* begin Excerpt provided *
You know, when you get those three right, you're able to build a successful business. Yes, and you know, I myself, being on this solopreneur journey for quite a while, I can still relate that it's so much different to follow a process from when you just try to sort of shoot in the dark, hoping that something will stick. You know the process, even though it also might be slow and there might be failure and things might not work out. But with the good process you are getting closer and closer to the solution, Whereas when you just shoot in the dark, right, it's like, well, you might be shooting for your entire life.
* end Excerpt provided *
* begin Data *
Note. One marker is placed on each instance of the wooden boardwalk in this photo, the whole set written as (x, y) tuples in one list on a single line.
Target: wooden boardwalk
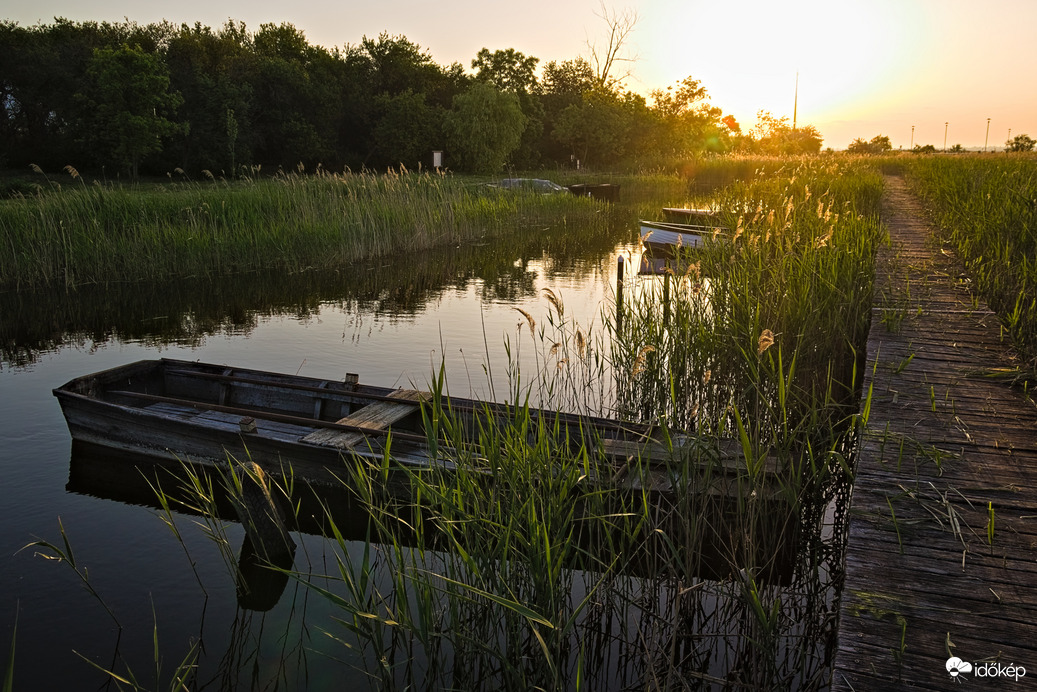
* end Data *
Direction 1
Copy the passage from the solopreneur excerpt word for word, starting at "You know, when" and ending at "your entire life.".
Direction 2
Carry on the solopreneur excerpt from the point where it stops.

Written answer 1
You know, when you get those three right, you're able to build a successful business. Yes, and you know, I myself, being on this solopreneur journey for quite a while, I can still relate that it's so much different to follow a process from when you just try to sort of shoot in the dark, hoping that something will stick. You know the process, even though it also might be slow and there might be failure and things might not work out. But with the good process you are getting closer and closer to the solution, Whereas when you just shoot in the dark, right, it's like, well, you might be shooting for your entire life.

Written answer 2
Speaker 2

And that was actually what you're saying is super important, because that's what got us to pivot, you know, towards the right kind of business model that's software based. We didn't get that one right for a very long time, but now we're kind of relaunching some of that with playbooks. And playbooks is how do you apply these tools in the right way, step by step, with which process? So, you know, we put a lot of books out there so people learn. They still didn't do it right, even though we described the process, because it's not that easy. So just yesterday my sales team closed the deal, which was very interesting because the person said the CEO of a small company. He said, ah, this theory overload and all this learning, because he's been a fan of our books for a very long time. But then we launched these playbooks on our software platform so that you can go step by step. Yes, you learn some things, how does this concept work? But then you apply them to get outcomes, because at the end of the day, it's not about learning, it's not about process, it's about achieving those outcomes and those little wins until you get the right wins and all of that is applying. So you know, there's, I think, a lot of kind of learning fatigue out there process template fatigue. It's really about what do I need to do, step by step. So that's why we relaunched now with these playbooks and we're seeing a lot of success.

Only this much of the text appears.